What you will do:
A: In the Stingley opinion, what happened to Wallin, Austin, and Matthews as a result of the investigation?
B: Please extend the Stingley opinion, picking up after its last sentence.

Passage shown:
○ ○ ○ ○ ○ ○ ○

Stingley v. State of Ariz., 796 F. Supp. 424 (D. Ariz. 1992)

U.S. District Court for the District of Arizona - 796 F. Supp. 424 (D. Ariz. 1992)
July 27, 1992

796 F. Supp. 424 (1992)

Yolanda STINGLEY, Plaintiff,
v.
STATE of ARIZONA, etc., et al., Defendants.

No. Civ 91-122 TUC JMR.

United States District Court, D. Arizona.

July 27, 1992.

*425 *426 Lola Rainey, Tucson, Ariz., Lonnie J. Williams, Jr., Snell & Wilmer, Phoenix, Ariz., for plaintiff.

John F. Munger, Steven G. Sandoval, Alexis J. Stanton, Munger & Munger, Tucson, Ariz., Linda A. Thompson, Asst. Atty. Gen., Phoenix, Ariz., for defendants.

 
OPINION AND ORDER

ROLL, District Judge.

Following a hearing, the Court took certain portions of Defendants' Motions for Summary Judgment[1] under advisement. See Minute Entry (filed June 24, 1992). The Court has reviewed the briefs and exhibits filed by the parties, as well as carefully considered their oral arguments.

 
FACTUAL OVERVIEW:

The facts, viewed in the light most favorable to the Plaintiff, United States v. Diebold, Inc., 369 U.S. 654, 82 S. Ct. 993, 8 L. Ed. 2d 176 (1962), and drawn almost entirely from the documents submitted by the Plaintiff, are as follows.

Plaintiff Yolanda Stingley, an African-American woman, began working for the Arizona Department of Corrections (DOC) as a Correctional Service Officer (CSO) in July 1989.[2] Plaintiff was assigned to swing shift in DOC-Wilmot's Cimarron Unit. The Defendants were also all assigned to the Cimarron Unit: Wallin was a fellow CSO, Austin was a sergeant, and Matthews was a lieutenant.

Working on swing shift in Cimarron at that time was an African-American man, CSO Harrison. It appears that CSO Harrison was frequently the object of racist nicknames and racial slurs.[3] Among the people using the names and slurs was Wallin. Plaintiff was present when these names and slurs were used. Apparently, line supervisors of the DOC, including Austin, were also present, but did not act to stop the behavior and apparently also used the names and slurs. Plaintiff was also the object of a racial slur when one of her white coworkers called her a "black bitch slut."

It appears that Plaintiff was more directly the object of sexual, as opposed to racial, *427 harassment. When she first began working swing shift in Cimarron, one of her male coworkers "assigned" Plaintiff the nickname of "I.B.T.", abbreviation for "itty bitty titties." On September 20, 1989, Wallin allegedly poked at Plaintiff's buttock twice with a plastic fork, explaining that he was checking to see if "the meat was done." On another occasion, a male coworker walked up behind Plaintiff and snapped her bra.

In October 1989 CSO Harrison filed a complaint with the DOC. In support of that complaint, Plaintiff, for the first time, reported the incidents of racial and sexual harassment. As a result of the investigation of Harrison's and Plaintiff's complaints, Wallin was terminated, Austin was demoted, and Matthews was reprimanded.

○ ○ ○ ○ ○ ○ ○

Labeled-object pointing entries

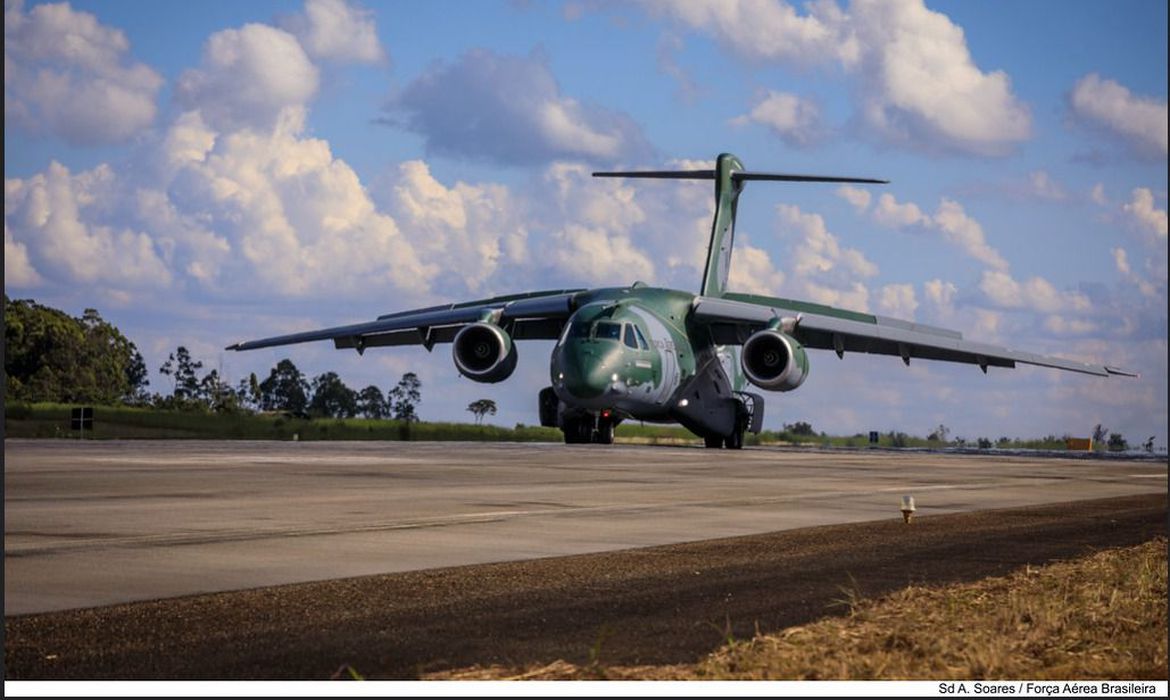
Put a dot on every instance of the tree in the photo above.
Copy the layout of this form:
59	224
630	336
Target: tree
371	403
50	356
405	397
1117	443
482	407
248	392
284	389
332	398
181	369
1099	434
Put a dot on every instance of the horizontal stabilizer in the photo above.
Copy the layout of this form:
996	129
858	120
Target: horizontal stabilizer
740	175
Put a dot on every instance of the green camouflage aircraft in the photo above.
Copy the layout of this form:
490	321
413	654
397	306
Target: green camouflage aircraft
665	355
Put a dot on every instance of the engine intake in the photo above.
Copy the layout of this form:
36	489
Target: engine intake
775	361
484	352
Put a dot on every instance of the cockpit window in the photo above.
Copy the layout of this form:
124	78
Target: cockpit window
606	330
578	329
628	337
641	338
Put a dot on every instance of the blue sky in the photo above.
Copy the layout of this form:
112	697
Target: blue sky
217	171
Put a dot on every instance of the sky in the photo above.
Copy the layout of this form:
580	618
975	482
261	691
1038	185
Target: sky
204	173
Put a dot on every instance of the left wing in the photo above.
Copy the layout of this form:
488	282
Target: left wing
536	315
734	317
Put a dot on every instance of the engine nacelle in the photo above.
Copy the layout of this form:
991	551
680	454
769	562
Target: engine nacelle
484	352
775	361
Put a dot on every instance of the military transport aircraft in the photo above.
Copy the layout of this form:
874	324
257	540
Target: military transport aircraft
665	355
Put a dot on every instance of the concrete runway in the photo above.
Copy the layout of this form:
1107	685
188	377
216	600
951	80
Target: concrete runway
95	523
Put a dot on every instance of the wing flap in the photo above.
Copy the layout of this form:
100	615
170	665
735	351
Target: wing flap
734	321
529	316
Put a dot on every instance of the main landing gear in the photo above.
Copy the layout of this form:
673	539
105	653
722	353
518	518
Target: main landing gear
586	429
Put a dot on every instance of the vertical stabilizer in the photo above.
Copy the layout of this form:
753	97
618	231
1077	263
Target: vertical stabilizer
729	178
718	249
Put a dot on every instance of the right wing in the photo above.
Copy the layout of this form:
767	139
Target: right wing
536	315
734	317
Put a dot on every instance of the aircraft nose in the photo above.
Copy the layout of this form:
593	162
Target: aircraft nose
583	371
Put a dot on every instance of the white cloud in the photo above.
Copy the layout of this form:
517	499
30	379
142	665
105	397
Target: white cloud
796	119
70	76
1141	122
818	252
1121	259
18	270
917	82
336	29
249	77
1036	294
858	197
470	230
1098	194
521	117
71	235
897	301
1041	185
889	213
967	233
1144	214
941	295
592	255
752	272
1061	326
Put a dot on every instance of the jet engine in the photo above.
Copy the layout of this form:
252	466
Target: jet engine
484	352
775	361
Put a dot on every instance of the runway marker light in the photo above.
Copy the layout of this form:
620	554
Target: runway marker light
907	508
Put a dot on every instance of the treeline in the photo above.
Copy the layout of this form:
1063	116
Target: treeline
53	357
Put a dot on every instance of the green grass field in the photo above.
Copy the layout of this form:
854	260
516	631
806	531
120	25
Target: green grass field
110	423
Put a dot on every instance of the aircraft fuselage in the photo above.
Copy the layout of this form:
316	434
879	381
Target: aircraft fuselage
631	352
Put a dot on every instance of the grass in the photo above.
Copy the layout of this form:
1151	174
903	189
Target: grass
52	420
1102	617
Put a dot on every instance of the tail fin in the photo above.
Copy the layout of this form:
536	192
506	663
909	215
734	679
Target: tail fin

○ ○ ○ ○ ○ ○ ○

Answers to the exercises:
A: Wallin was terminated, Austin was demoted, and Matthews was reprimanded.

B:
Sometime around November 1989, Plaintiff transferred from swing shift to midnight shift, apparently due in part to the racist namecalling and sexual harassment. Plaintiff later requested a transfer to the Juvenile DOC as a secretary, and that transfer was approved in March 1990. Plaintiff filed a discrimination claim with the EEOC and, after she was given her right to sue letter, filed this suit on March 14, 1991.

This Motion for summary judgment is brought by only three of the individual Defendants, Lt. Matthews, CSO Austin, and Wallin. Summary judgment is, of course, only appropriate when there are no factual disputes. Fed.R.Civ.P. 56. All evidence is to be interpreted in the light most favorable to the non-movant, Stingley. See, e.g., Diebold, 369 U.S. at 655, 82 S. Ct. at 994.

 
Count I: Violation of Title VII

Under Title VII of the 1964 Civil Rights Act, "employers" may not discriminate on the basis of, inter alia, the race, sex, or color of their employees with respect to any condition or privilege of employment. 42 U.S.C. § 2000e-2(a) (1). With respect to the three Defendants-Movants, it appears that Plaintiff is alleging discrimination based on a "hostile environment" theory, and also on a theory of "constructive discharge." See Plaintiff's Response to Motion (May 8, 1992). Initially, this Court must resolve the dispute over which of the Defendants are "employers" subject to Title VII.

 
Title VII Employers

The Defendants contend that neither Austin nor Matthews are "employers" under Title VII.[4] The definition of an "employer" in Title VII includes agents of an employer. 42 U.S.C. § 2000e.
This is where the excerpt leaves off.